Render every line of the records below as a numbered list, omitting any blank lines.
+++ Provided data +++
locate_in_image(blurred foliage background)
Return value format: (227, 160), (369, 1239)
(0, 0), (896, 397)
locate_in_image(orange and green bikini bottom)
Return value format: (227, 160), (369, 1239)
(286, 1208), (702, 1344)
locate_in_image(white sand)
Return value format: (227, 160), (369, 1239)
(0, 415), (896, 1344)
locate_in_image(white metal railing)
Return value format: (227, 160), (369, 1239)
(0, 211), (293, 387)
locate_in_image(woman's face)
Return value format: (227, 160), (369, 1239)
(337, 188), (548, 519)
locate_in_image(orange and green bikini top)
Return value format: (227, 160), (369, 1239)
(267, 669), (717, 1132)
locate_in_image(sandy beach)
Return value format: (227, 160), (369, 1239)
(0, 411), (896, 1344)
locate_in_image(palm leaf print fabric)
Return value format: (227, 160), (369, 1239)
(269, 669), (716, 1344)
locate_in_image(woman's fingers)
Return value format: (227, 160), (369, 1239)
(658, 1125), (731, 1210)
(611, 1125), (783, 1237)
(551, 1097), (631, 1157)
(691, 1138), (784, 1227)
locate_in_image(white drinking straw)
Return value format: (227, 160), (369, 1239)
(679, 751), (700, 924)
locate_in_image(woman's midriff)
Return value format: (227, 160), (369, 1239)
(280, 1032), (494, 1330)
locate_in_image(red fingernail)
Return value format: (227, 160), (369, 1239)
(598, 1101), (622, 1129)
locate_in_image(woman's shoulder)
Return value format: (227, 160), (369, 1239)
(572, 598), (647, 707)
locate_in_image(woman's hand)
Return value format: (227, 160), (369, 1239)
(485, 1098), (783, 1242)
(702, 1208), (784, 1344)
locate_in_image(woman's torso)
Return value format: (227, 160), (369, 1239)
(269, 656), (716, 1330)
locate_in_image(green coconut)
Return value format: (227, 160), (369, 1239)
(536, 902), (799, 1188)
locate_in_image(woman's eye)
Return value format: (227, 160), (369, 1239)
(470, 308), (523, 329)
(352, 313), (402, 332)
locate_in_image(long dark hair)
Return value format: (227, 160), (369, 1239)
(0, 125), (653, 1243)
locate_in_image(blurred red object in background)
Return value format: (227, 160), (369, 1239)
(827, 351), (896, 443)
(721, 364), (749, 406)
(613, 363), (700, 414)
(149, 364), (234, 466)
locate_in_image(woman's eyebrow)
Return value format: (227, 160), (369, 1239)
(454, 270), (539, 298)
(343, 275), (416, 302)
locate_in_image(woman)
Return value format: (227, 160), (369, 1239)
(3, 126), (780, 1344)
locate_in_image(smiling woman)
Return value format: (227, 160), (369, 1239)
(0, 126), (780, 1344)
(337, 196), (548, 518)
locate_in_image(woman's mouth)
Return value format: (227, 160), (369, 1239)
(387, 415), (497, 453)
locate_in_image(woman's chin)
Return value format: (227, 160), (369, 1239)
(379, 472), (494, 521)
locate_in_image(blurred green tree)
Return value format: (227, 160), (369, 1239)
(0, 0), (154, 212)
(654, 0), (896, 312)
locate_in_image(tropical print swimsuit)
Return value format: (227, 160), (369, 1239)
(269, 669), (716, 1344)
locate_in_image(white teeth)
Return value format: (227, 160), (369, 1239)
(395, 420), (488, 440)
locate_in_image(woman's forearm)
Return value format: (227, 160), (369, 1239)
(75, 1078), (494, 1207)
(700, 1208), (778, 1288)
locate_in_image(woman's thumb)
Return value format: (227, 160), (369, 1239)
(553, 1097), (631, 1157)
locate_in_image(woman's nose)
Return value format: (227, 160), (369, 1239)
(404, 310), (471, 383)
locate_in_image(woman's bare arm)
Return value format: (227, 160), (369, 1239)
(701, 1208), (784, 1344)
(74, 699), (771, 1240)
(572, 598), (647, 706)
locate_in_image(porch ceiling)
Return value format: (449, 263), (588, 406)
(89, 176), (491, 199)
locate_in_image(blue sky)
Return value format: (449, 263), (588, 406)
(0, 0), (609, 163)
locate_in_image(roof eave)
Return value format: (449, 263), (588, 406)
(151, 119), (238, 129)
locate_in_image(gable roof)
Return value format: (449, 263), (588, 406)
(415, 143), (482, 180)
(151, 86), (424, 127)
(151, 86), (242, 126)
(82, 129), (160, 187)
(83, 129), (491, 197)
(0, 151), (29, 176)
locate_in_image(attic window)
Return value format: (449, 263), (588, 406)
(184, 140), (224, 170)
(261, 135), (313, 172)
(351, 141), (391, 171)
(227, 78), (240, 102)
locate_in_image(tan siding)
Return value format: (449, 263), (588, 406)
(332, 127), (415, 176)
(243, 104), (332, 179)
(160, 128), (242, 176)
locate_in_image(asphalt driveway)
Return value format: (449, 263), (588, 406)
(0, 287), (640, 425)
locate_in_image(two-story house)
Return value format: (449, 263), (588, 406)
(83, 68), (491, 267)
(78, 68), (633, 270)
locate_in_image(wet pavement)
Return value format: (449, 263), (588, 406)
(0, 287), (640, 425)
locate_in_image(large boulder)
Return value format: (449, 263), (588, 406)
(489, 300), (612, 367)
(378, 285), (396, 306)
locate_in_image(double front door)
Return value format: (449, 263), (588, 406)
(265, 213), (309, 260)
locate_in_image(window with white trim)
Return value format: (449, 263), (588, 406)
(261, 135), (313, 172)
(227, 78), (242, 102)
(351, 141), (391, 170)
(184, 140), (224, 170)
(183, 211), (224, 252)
+++
◆ **Complete output**:
1. locate_in_image(blurred foliage background)
2. Return value format: (227, 160), (369, 1239)
3. (0, 0), (896, 397)
4. locate_in_image(orange and green bikini bottom)
5. Return value format: (227, 160), (369, 1239)
6. (286, 1208), (702, 1344)
7. locate_in_image(white sand)
8. Return value format: (227, 160), (369, 1239)
9. (0, 415), (896, 1344)
10. locate_in_image(white metal railing)
11. Return value format: (227, 160), (369, 1239)
12. (0, 211), (293, 387)
13. locate_in_image(woman's face)
14. Return value format: (227, 160), (369, 1239)
15. (337, 188), (548, 519)
16. locate_in_image(orange and green bikini top)
17. Return value format: (227, 160), (369, 1239)
18. (267, 669), (717, 1132)
19. locate_in_image(sandy beach)
20. Return value format: (227, 160), (369, 1239)
21. (0, 411), (896, 1344)
22. locate_in_image(palm leaf print fabric)
23. Return value format: (227, 160), (369, 1239)
24. (269, 669), (716, 1344)
25. locate_in_image(woman's fingers)
26. Return value format: (227, 160), (369, 1239)
27. (658, 1125), (731, 1210)
28. (611, 1125), (783, 1237)
29. (551, 1097), (631, 1157)
30. (691, 1138), (784, 1227)
31. locate_in_image(white drinking straw)
32. Return value format: (227, 160), (369, 1239)
33. (679, 751), (700, 924)
34. locate_in_image(woman's midriff)
35. Return value format: (227, 160), (369, 1239)
36. (280, 1032), (494, 1330)
37. locate_in_image(red fingernail)
38. Return value format: (227, 160), (369, 1239)
39. (598, 1101), (622, 1129)
40. locate_in_image(woman's shoulder)
41. Return value format: (227, 160), (369, 1239)
42. (572, 598), (647, 707)
43. locate_in_image(woman's hand)
44. Return value format: (227, 160), (369, 1239)
45. (485, 1098), (783, 1242)
46. (702, 1208), (784, 1344)
47. locate_in_image(woman's torso)
48. Return value format: (227, 160), (369, 1239)
49. (269, 656), (716, 1330)
50. locate_in_image(green coconut)
51. Return value format: (227, 160), (369, 1239)
52. (536, 902), (799, 1188)
53. locate_in_image(woman's eye)
54. Return value format: (227, 160), (369, 1239)
55. (470, 308), (523, 329)
56. (352, 313), (402, 332)
57. locate_in_image(long dark hair)
58. Return value format: (227, 160), (369, 1239)
59. (0, 125), (653, 1243)
60. locate_in_image(blurred red object in background)
61. Return value format: (227, 160), (369, 1239)
62. (827, 351), (896, 443)
63. (721, 364), (749, 406)
64. (613, 363), (700, 414)
65. (149, 364), (234, 466)
66. locate_in_image(woman's eyebrow)
67. Return value format: (227, 160), (369, 1239)
68. (454, 270), (539, 298)
69. (343, 275), (416, 302)
70. locate_in_image(woman)
71. Return value format: (227, 160), (369, 1239)
72. (3, 126), (780, 1344)
73. locate_in_image(smiling woman)
74. Return value format: (227, 160), (369, 1239)
75. (0, 126), (780, 1344)
76. (337, 196), (548, 518)
77. locate_in_image(woman's mouth)
78. Return value format: (227, 160), (369, 1239)
79. (387, 415), (497, 453)
80. locate_in_image(woman's chin)
81. Return value format: (227, 160), (369, 1239)
82. (379, 472), (494, 521)
83. locate_in_image(blurred green tree)
84. Return value format: (227, 160), (369, 1239)
85. (0, 0), (154, 212)
86. (654, 0), (896, 312)
87. locate_in_image(tropical print swimsuit)
88. Return value format: (227, 160), (369, 1239)
89. (269, 669), (716, 1344)
90. locate_in_image(white teeth)
91. Return value format: (227, 160), (369, 1239)
92. (395, 420), (488, 440)
93. locate_in_image(woman's forearm)
94. Return value format: (227, 160), (369, 1239)
95. (75, 1078), (494, 1207)
96. (700, 1208), (778, 1288)
97. locate_in_image(woman's thumb)
98. Return value format: (227, 160), (369, 1239)
99. (553, 1097), (631, 1157)
100. locate_in_image(woman's nose)
101. Return value format: (227, 160), (369, 1239)
102. (404, 310), (471, 383)
103. locate_in_image(woman's bare arm)
104. Return value format: (227, 160), (369, 1239)
105. (701, 1208), (784, 1344)
106. (74, 699), (771, 1240)
107. (572, 598), (647, 706)
108. locate_in_image(porch ceiling)
109. Return value format: (449, 263), (588, 406)
110. (89, 176), (491, 199)
111. locate_in_image(blue sky)
112. Return value format: (449, 263), (588, 406)
113. (0, 0), (609, 163)
114. locate_in_image(roof eave)
115. Return value format: (449, 263), (588, 406)
116. (151, 119), (238, 129)
117. locate_in_image(gable roof)
118. Return value format: (449, 263), (588, 406)
119. (415, 143), (482, 180)
120. (151, 86), (424, 127)
121. (151, 86), (242, 126)
122. (82, 129), (160, 187)
123. (83, 129), (491, 197)
124. (0, 151), (29, 176)
125. locate_in_image(attic window)
126. Return value format: (449, 263), (588, 406)
127. (184, 140), (224, 170)
128. (261, 135), (313, 172)
129. (351, 141), (391, 171)
130. (227, 78), (240, 102)
131. locate_in_image(tan siding)
132. Return value format: (449, 263), (588, 406)
133. (332, 127), (415, 176)
134. (243, 104), (332, 179)
135. (160, 128), (242, 176)
136. locate_in_image(asphalt driveway)
137. Return value format: (449, 263), (588, 406)
138. (0, 287), (640, 425)
139. locate_in_image(two-story house)
140. Return value format: (449, 263), (588, 406)
141. (83, 68), (491, 267)
142. (78, 68), (633, 270)
143. locate_in_image(wet pavement)
144. Return value format: (449, 263), (588, 406)
145. (0, 287), (640, 425)
146. locate_in_image(large boulder)
147. Return value format: (449, 263), (588, 406)
148. (489, 300), (612, 367)
149. (378, 285), (396, 306)
150. locate_in_image(double front door)
151. Return value format: (449, 263), (588, 406)
152. (265, 213), (309, 260)
153. locate_in_image(window with white trim)
154. Return value format: (449, 263), (588, 406)
155. (261, 135), (313, 172)
156. (227, 78), (242, 102)
157. (351, 141), (391, 170)
158. (184, 140), (224, 170)
159. (183, 211), (224, 252)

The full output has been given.